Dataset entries

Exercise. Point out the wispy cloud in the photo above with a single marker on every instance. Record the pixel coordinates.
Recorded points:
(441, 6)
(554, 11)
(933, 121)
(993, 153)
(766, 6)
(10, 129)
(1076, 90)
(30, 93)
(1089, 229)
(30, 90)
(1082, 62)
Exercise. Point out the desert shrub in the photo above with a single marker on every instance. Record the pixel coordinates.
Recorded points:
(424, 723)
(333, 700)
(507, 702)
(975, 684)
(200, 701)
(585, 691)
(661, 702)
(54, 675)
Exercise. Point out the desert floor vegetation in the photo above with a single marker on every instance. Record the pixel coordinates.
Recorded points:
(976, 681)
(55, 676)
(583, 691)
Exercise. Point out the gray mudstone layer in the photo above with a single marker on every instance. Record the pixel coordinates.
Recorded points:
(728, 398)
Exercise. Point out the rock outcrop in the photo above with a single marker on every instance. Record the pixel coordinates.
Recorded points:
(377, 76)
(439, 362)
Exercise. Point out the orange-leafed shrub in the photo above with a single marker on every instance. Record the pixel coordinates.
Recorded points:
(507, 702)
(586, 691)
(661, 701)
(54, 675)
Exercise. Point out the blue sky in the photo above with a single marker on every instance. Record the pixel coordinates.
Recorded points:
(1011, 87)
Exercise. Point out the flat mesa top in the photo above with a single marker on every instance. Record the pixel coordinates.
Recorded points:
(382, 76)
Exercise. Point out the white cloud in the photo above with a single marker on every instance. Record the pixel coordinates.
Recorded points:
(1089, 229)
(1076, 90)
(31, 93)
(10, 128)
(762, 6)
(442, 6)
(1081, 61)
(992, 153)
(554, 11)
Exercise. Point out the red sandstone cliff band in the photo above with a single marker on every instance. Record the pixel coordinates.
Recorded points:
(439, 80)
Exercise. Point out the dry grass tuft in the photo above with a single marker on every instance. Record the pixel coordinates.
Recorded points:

» **DESCRIPTION OF THE TASK**:
Would you give the entries back word for word?

» **EXERCISE OUTPUT**:
Exercise. Point out the wispy cloud in the photo above with a single marker on every instance. Record the pixel coordinates.
Recorded points:
(441, 6)
(554, 11)
(933, 121)
(993, 153)
(766, 6)
(10, 129)
(1076, 90)
(30, 93)
(1089, 229)
(30, 90)
(1082, 62)
Exercise. Point out the desert shrub in the photo above with a single marker on every instance. Record the pixel coordinates.
Recorded points:
(424, 723)
(333, 700)
(507, 702)
(975, 684)
(200, 701)
(585, 691)
(661, 702)
(54, 675)
Exercise. Point out the desert floor vegetation in the photo above with a single marker on every instance. Record the pixel coordinates.
Recorded points:
(976, 681)
(55, 676)
(583, 691)
Exercise. Point out the gray mudstone layer in the photo above with a single marker on every instance. Record the pixel coordinates.
Recorded points:
(728, 398)
Exercise. Point out the rock outcrop in the photo above with a single marker on every instance. Record the pixel coordinates.
Recorded points:
(377, 76)
(439, 362)
Exercise. Point out the orange-leafed shrub in the photo above with a single marker on every instance. Record the pixel coordinates.
Recorded points:
(507, 702)
(586, 691)
(661, 701)
(54, 675)
Exercise. Point out the blue sky in the photo above with a single marker on every instance. Record the pixel coordinates.
Recorded points:
(1011, 87)
Exercise. Point out the flat mesa top in the photo above with a single marker on every instance. Record the pixel coordinates.
Recorded points:
(382, 76)
Exercise. Point out the white cloud in the photo above with a single marker on every instance. Record the pixel coordinates.
Recorded points:
(1089, 229)
(1076, 90)
(31, 93)
(10, 128)
(762, 6)
(442, 6)
(1081, 61)
(992, 153)
(554, 11)
Exercise. Point out the red sandstone cliff band in the photo above with a single marker on every instance. Record the pixel coordinates.
Recorded points:
(439, 80)
Exercise. Point out the dry grass tuft in the photo above with a single marker on every instance. Record the pixel coordinates.
Recorded points:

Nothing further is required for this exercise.